Next General Gathering
Next Sunday, August 9, from 2 to 6, we will celebrate at our annual summer picnic and potluck.
Come out to the Wayne Morse Family Farm Park, bring some food and beverages, enjoy free ice cream, of your choice, listen to good music from GRRRLZ ROCK! and bravura drumming from Eugene Taiko, receive free tickets for door prizes, pick up information on our tables, meet your neighbors — have a fine time! (Pets and alcohol are not allowed at the picnic.)
From the editor
I imagine that many of you, like me, are staying at home in cool air. So, here is some reading to while away your time while you watch the world swelter.
Here is our report on street and trail work in our vicinity this week:
W. 39th Avenue & Brae Burn Drive:
Work nears completion this week with general site cleanup. No delays or traffic changes expected.
E. 40th Avenue (Hilyard St. to Donald St.):
Work nears completion this week with general site cleanup. No delays or traffic changes expected.
Donald Street (E. 32nd Ave. to E. 40th Ave.):
Donald Street, between Willamette and E. 33rd Avenue, will be closed to all north bound traffic.
From E. 33rd Avenue to E. 40th Avenue, excavation continues for sidewalk ADA ramp replacements.
Pearl Street at Donald Street will be closed all week.
Detours are in place to the Tamerac Center.
Spencer Butte Summit Trail (at S. Willamette St.):
The project is now substantially complete and further regular closures are not anticipated.
Fillmore Street (W. 19th Ave. to W. 24th Ave.):
Contractor will begin constructing sidewalk ramps and repairing curb and gutter. Work may result in parking lane closures with trucks and flaggers in the roadway.
South Willamette Special Zone News:
On July 21 seventeen members from the affected neighborhood associations (Southwest Hills, Southeast, Friendly, Amazon) met to discuss the status and impact of the South Willamette special zone plan. The discussion was far-reaching and raised many questions and although it didn’t lead to any concrete action plan and it was a first step in having the affected areas talk with each other about common problems and next steps.
You may recall that last week I pointed to an article in the New Yorker which painted a scary picture of the results of a larger earthquake on the Cascadia fault off the coast of Oregon. This week I point you to another article by the same author in which she deals further with the threats and what one can do about them.

EXERCISE TASK
Reproduce the neighborhood newsletter from "Pearl Street at" up to and including "in the roadway.".

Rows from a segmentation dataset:
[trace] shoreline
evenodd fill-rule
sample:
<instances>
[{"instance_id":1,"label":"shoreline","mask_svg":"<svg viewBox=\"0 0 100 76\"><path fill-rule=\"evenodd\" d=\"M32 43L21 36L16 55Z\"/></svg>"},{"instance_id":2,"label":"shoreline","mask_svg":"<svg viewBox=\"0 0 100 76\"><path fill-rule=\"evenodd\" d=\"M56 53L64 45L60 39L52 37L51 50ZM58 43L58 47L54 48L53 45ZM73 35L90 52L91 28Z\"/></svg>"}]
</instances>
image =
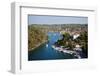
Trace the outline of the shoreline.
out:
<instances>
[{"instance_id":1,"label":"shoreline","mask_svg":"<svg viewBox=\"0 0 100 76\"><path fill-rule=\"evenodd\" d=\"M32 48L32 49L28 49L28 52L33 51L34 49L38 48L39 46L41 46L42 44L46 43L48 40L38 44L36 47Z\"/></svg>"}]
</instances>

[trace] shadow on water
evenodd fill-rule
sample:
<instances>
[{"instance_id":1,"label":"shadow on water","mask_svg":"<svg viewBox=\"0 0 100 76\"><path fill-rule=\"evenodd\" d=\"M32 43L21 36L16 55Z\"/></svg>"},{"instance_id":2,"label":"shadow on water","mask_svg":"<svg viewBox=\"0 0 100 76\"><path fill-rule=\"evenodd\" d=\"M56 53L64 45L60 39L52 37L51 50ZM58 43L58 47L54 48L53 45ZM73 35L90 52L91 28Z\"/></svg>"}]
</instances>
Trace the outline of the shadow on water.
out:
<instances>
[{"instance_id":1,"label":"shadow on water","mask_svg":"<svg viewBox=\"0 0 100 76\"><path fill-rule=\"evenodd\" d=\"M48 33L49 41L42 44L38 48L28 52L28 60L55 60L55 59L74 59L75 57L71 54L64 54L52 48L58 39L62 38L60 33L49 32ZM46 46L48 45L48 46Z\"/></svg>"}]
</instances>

RESPONSE TO THIS TASK
Pearl Street at Donald Street will be closed all week.
Detours are in place to the Tamerac Center.
Spencer Butte Summit Trail (at S. Willamette St.):
The project is now substantially complete and further regular closures are not anticipated.
Fillmore Street (W. 19th Ave. to W. 24th Ave.):
Contractor will begin constructing sidewalk ramps and repairing curb and gutter. Work may result in parking lane closures with trucks and flaggers in the roadway.